> **Exercise directions**
The lines to retype are the one with "[ ] one point" and all that follow it to the end of the entries below; copy them exactly and nothing else.

> **Provided data**

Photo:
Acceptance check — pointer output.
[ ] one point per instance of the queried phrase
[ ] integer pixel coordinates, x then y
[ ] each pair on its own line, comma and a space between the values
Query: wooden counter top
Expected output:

> **Solution to the problem**
[ ] one point per instance of the queried phrase
[ ] integer pixel coordinates, x then y
[ ] each pair on its own line, comma and a space between the values
Query: wooden counter top
Expected output:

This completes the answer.